Instructions to follow: Quote the listing below verbatim, reproducing every line in its original order without any alteration.

Data for this exercise:
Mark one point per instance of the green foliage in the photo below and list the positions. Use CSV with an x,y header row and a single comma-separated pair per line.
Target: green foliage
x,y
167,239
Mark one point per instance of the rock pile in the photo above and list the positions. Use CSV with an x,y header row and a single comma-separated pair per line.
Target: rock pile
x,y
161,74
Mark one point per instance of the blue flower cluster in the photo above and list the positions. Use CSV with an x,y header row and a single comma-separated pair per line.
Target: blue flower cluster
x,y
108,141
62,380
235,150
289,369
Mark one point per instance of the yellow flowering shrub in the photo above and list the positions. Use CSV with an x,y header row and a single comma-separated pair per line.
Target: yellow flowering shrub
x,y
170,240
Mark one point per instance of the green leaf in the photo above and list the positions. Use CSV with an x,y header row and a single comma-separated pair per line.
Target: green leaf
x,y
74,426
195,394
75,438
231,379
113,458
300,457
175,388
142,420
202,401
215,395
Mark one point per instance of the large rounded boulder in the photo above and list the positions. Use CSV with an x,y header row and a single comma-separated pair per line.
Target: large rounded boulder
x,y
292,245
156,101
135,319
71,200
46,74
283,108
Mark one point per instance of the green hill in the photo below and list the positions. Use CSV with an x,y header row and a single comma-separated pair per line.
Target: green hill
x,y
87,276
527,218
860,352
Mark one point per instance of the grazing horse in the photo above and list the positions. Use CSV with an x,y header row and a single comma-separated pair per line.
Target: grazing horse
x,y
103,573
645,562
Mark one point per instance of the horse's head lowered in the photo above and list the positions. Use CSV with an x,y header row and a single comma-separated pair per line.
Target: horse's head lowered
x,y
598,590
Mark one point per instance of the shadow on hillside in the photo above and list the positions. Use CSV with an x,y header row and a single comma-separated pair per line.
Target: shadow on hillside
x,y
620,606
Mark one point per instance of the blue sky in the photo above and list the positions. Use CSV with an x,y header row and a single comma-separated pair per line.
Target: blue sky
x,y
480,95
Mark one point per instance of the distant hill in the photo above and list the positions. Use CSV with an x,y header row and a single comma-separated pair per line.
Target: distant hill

Solution:
Mark one point per instance of the green foliage in the photo below and list the positions. Use CSV with an x,y header row and a single comma-separated pair per line.
Target: green foliage
x,y
167,239
Mark one point per instance of the rock pile in the photo above and list the positions. Use CSV with an x,y header row and a single comma-separated pair per line.
Target: rock pile
x,y
161,74
Mark one point per instance of the blue flower cluster in the photo above and list the positions. Use CSV with an x,y header row and a single comma-separated pair per line.
Target: blue flower cluster
x,y
108,141
62,380
235,150
289,369
Mark one point per instance of the yellow flowering shrub in the photo above and list the positions. Use CSV with an x,y header row and a single comma-separated pair per line.
Target: yellow flowering shrub
x,y
170,240
Mark one point per instance of the green leaf in the photo above and list the positions. Use CSV with an x,y header row and a single comma-separated pair per line.
Target: green leaf
x,y
74,426
195,394
75,438
231,379
113,458
300,457
175,388
142,420
202,401
215,395
Mark one point per instance of the large rounded boulder in the photo above and list the positions. Use CSV with an x,y header row and a single comma-separated pair per line.
Target: large rounded boulder
x,y
292,245
156,101
135,319
71,200
46,74
283,108
Mark one point per instance of the green hill in the photo below and list the positions. Use CSV with an x,y header row and a single comma-separated pair per line.
Target: green hill
x,y
87,276
527,218
860,352
Mark one point per instance of the grazing horse in the photo above and list the positions. Use CSV with an x,y header row and a single comma-separated pair per line.
Target: grazing horse
x,y
103,573
645,562
Mark one point per instance of the horse's head lowered in the photo above and list the positions. Use CSV with an x,y header row and a single comma-separated pair per line.
Target: horse's head lowered
x,y
598,590
Mark one point per instance of the shadow on hillside in the photo above and list the positions. Use CSV with an x,y header row and a single comma-separated pair per line.
Target: shadow on hillside
x,y
620,606
Mark one point per instance of the blue sky in the photo above and list the positions. Use CSV with an x,y header row and a single comma-separated pair per line.
Target: blue sky
x,y
480,95
Mark one point per instance of the distant hill in the photo above and list the positions. Use CSV with an x,y header row and a single comma-separated pair per line.
Target: distant hill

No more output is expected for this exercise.